Below are the entries; output exactly the lines from the one containing "segment stone masonry wall" through the final line, inclusive.

## Begin DATA PROVIDED

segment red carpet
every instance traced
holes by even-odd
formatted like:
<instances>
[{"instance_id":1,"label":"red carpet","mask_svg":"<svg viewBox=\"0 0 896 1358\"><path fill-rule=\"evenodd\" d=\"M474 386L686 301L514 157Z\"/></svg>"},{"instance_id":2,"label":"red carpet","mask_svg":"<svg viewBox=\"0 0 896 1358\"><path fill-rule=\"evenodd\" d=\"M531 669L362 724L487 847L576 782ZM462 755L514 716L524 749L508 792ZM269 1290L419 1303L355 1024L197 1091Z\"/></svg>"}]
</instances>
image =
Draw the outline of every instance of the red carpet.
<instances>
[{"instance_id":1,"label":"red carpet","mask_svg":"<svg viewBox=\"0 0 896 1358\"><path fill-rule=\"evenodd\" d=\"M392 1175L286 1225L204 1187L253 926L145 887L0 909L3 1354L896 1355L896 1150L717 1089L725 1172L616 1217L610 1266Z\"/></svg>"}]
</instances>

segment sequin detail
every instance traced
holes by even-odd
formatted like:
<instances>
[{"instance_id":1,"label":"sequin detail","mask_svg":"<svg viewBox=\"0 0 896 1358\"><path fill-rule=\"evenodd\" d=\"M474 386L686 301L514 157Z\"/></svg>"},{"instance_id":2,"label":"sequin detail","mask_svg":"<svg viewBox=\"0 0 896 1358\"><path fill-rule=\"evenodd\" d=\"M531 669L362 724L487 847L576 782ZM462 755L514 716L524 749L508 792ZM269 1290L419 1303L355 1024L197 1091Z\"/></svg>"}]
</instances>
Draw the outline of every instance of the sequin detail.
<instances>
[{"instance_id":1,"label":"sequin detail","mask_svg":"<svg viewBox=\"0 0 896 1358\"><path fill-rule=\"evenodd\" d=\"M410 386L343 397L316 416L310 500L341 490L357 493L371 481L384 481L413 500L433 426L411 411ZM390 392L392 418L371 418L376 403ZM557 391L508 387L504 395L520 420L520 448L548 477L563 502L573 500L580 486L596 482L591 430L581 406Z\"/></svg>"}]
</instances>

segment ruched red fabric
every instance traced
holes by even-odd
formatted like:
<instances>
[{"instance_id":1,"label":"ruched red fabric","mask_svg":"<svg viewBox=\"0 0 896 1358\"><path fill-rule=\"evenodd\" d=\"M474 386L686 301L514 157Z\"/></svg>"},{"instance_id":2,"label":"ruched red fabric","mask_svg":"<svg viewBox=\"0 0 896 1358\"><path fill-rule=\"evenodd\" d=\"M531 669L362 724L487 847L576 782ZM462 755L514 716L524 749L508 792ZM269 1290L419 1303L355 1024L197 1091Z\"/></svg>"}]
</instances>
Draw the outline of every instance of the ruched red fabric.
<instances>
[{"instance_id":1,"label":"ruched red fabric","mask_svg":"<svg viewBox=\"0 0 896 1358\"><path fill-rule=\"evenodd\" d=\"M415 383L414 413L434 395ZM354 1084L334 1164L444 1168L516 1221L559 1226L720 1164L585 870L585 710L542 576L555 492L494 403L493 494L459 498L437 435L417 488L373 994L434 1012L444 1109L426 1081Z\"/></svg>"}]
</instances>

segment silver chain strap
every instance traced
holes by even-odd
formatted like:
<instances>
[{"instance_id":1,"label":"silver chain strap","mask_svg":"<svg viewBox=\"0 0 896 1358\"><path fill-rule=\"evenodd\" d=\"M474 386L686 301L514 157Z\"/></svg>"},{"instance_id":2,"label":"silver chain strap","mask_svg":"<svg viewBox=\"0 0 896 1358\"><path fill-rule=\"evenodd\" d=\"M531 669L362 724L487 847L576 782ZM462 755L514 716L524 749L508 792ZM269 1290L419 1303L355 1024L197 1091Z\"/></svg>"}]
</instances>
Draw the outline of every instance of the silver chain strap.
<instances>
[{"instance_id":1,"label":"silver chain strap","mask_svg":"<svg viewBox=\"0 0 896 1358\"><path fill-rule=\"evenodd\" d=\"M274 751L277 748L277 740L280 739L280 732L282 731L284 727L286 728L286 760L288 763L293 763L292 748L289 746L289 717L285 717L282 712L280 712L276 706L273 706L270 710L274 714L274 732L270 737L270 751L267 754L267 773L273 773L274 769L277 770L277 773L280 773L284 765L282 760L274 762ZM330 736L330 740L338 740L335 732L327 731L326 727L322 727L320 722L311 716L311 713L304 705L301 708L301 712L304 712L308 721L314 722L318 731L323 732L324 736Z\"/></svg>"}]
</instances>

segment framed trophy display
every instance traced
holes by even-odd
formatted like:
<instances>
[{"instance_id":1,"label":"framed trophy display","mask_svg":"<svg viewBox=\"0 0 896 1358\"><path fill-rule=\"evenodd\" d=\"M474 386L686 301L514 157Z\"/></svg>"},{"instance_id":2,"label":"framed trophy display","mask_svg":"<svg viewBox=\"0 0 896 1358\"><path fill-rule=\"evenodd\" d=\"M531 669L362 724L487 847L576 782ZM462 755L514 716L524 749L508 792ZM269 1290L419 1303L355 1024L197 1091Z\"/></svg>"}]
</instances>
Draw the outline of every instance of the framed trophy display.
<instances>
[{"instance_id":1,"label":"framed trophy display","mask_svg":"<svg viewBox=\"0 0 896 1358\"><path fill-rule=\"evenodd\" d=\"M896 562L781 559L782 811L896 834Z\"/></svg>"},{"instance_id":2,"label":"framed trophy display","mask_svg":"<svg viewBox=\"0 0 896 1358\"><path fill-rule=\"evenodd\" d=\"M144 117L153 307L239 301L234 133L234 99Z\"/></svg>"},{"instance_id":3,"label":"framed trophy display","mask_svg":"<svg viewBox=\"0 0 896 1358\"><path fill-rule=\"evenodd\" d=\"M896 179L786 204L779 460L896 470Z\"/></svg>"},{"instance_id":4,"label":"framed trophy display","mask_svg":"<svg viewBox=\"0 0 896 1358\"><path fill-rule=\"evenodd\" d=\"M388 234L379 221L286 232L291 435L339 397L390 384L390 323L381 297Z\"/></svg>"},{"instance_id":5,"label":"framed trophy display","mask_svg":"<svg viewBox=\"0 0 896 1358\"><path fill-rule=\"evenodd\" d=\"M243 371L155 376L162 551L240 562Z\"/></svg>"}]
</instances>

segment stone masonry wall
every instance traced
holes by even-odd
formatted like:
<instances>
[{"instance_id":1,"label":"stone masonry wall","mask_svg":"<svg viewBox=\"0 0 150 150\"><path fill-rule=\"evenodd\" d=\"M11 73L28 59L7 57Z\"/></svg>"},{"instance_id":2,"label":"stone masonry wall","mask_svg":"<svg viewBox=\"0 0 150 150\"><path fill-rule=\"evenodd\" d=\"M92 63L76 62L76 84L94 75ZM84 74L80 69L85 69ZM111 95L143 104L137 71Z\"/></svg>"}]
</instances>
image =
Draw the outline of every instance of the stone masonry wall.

## End DATA PROVIDED

#### TASK OUTPUT
segment stone masonry wall
every instance traced
holes by even-odd
formatted like:
<instances>
[{"instance_id":1,"label":"stone masonry wall","mask_svg":"<svg viewBox=\"0 0 150 150\"><path fill-rule=\"evenodd\" d=\"M11 73L28 59L7 57Z\"/></svg>"},{"instance_id":2,"label":"stone masonry wall","mask_svg":"<svg viewBox=\"0 0 150 150\"><path fill-rule=\"evenodd\" d=\"M92 63L76 62L76 84L94 75ZM84 74L80 69L85 69ZM111 95L143 104L137 71Z\"/></svg>"}]
</instances>
image =
Draw the outline of every instance of the stone masonry wall.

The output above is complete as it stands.